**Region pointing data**

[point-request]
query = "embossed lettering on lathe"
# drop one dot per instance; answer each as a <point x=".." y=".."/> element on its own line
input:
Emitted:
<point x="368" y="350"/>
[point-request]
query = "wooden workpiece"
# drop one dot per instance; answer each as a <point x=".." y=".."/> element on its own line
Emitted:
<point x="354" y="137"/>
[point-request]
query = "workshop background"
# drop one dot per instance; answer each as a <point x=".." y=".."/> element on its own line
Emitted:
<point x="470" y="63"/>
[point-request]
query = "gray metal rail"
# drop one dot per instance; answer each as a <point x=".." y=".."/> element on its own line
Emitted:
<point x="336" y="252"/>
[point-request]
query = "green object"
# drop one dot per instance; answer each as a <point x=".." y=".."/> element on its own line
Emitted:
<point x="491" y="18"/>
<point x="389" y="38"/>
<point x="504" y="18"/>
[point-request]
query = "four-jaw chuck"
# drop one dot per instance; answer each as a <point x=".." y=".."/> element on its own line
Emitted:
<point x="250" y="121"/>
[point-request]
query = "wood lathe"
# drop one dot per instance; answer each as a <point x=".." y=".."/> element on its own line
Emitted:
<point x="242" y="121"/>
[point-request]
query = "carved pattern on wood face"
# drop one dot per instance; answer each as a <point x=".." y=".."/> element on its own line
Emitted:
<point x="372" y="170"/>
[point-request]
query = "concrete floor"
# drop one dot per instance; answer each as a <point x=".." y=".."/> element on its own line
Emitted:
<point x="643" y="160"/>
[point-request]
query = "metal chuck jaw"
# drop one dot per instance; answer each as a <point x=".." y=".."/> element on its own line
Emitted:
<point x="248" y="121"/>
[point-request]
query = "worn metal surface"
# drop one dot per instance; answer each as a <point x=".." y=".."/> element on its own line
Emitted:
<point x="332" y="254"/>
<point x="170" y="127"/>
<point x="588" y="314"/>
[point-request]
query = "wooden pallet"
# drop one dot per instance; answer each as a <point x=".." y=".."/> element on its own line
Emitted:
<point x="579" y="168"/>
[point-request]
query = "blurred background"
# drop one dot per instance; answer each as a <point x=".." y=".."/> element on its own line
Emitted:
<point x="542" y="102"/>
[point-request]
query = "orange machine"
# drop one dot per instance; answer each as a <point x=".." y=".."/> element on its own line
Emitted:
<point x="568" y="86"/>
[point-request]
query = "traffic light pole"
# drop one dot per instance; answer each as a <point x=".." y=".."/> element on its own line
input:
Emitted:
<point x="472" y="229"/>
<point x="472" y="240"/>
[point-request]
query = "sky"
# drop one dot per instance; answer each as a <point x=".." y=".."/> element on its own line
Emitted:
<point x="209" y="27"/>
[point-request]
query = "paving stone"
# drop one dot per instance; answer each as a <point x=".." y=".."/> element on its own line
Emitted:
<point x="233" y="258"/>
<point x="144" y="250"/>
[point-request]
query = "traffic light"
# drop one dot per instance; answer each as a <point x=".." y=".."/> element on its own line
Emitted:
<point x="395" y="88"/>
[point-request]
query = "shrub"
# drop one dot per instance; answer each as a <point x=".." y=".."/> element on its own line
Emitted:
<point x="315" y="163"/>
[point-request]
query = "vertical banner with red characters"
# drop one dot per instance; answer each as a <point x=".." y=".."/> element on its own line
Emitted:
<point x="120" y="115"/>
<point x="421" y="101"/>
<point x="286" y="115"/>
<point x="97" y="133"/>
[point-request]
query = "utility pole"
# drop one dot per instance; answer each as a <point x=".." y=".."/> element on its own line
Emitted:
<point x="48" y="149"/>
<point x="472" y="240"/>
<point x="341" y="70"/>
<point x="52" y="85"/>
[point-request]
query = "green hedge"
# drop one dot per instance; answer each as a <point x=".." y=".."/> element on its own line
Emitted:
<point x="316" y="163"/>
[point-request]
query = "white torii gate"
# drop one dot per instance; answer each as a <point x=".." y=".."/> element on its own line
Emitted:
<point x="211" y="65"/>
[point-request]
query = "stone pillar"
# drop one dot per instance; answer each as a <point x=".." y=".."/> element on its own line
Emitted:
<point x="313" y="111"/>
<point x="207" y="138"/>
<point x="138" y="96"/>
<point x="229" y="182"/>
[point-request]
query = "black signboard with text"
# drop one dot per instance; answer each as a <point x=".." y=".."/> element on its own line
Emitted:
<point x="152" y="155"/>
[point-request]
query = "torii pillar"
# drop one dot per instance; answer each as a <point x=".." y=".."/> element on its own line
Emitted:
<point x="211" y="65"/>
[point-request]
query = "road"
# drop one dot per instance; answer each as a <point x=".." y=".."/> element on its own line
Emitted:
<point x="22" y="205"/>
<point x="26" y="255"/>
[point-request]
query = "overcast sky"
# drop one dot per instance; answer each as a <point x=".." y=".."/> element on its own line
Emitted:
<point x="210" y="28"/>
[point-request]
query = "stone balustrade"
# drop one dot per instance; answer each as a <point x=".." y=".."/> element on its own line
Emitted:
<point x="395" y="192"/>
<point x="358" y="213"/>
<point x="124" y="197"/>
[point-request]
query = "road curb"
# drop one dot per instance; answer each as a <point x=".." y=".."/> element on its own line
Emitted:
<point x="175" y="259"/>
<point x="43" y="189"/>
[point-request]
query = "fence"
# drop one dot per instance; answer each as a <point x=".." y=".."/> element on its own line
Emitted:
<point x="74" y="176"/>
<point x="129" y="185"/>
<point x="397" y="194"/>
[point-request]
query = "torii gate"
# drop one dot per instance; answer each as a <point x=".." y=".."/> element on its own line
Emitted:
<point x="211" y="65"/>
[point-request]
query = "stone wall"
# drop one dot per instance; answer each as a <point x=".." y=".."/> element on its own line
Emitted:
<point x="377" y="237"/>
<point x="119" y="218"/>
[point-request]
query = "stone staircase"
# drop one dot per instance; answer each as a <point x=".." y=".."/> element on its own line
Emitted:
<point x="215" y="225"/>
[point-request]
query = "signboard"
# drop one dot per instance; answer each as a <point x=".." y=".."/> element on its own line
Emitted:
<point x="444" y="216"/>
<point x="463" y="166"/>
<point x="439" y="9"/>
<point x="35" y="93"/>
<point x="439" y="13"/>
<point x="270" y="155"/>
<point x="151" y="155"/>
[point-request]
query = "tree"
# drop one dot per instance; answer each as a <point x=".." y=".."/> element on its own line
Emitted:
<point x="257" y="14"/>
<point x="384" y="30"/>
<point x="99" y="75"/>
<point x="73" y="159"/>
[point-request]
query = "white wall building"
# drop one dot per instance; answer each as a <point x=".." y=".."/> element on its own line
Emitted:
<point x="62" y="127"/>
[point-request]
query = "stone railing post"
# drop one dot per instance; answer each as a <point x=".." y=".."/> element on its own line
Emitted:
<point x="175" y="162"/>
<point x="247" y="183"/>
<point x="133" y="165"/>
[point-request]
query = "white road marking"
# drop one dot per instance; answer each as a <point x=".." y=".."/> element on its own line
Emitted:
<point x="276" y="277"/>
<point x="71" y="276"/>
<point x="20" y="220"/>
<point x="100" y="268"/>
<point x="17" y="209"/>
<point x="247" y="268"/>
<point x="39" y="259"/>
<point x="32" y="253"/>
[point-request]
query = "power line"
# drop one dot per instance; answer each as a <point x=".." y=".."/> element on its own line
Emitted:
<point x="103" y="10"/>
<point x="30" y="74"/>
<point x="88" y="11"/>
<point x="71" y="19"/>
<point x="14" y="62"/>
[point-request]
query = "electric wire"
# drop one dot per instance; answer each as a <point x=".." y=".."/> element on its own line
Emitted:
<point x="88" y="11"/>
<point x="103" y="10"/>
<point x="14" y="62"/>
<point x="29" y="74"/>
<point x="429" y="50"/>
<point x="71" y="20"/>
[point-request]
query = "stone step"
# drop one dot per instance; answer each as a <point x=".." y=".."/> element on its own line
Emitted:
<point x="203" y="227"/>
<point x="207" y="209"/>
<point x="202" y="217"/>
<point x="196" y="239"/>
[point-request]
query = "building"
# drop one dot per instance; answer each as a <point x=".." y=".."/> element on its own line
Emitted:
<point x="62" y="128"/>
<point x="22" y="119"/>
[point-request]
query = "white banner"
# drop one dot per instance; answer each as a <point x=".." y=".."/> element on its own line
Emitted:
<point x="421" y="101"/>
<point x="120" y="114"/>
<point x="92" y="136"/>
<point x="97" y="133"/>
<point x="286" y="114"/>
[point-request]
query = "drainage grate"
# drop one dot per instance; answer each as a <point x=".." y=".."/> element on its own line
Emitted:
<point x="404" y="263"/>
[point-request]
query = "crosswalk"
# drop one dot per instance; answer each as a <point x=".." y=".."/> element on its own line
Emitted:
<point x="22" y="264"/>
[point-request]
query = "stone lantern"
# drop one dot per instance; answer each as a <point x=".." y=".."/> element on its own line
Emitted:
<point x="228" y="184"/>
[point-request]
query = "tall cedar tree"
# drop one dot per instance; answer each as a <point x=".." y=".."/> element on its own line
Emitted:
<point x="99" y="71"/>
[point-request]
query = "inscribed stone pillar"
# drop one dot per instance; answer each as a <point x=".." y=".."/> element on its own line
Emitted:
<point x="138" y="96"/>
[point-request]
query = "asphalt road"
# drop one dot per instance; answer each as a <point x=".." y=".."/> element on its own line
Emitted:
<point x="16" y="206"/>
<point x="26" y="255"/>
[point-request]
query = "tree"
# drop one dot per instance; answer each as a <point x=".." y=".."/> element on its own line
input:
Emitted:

**Exercise requirements**
If a line in the records has the word "background", copy that line.

**Solution**
query = "workshop background"
query = "blurred background"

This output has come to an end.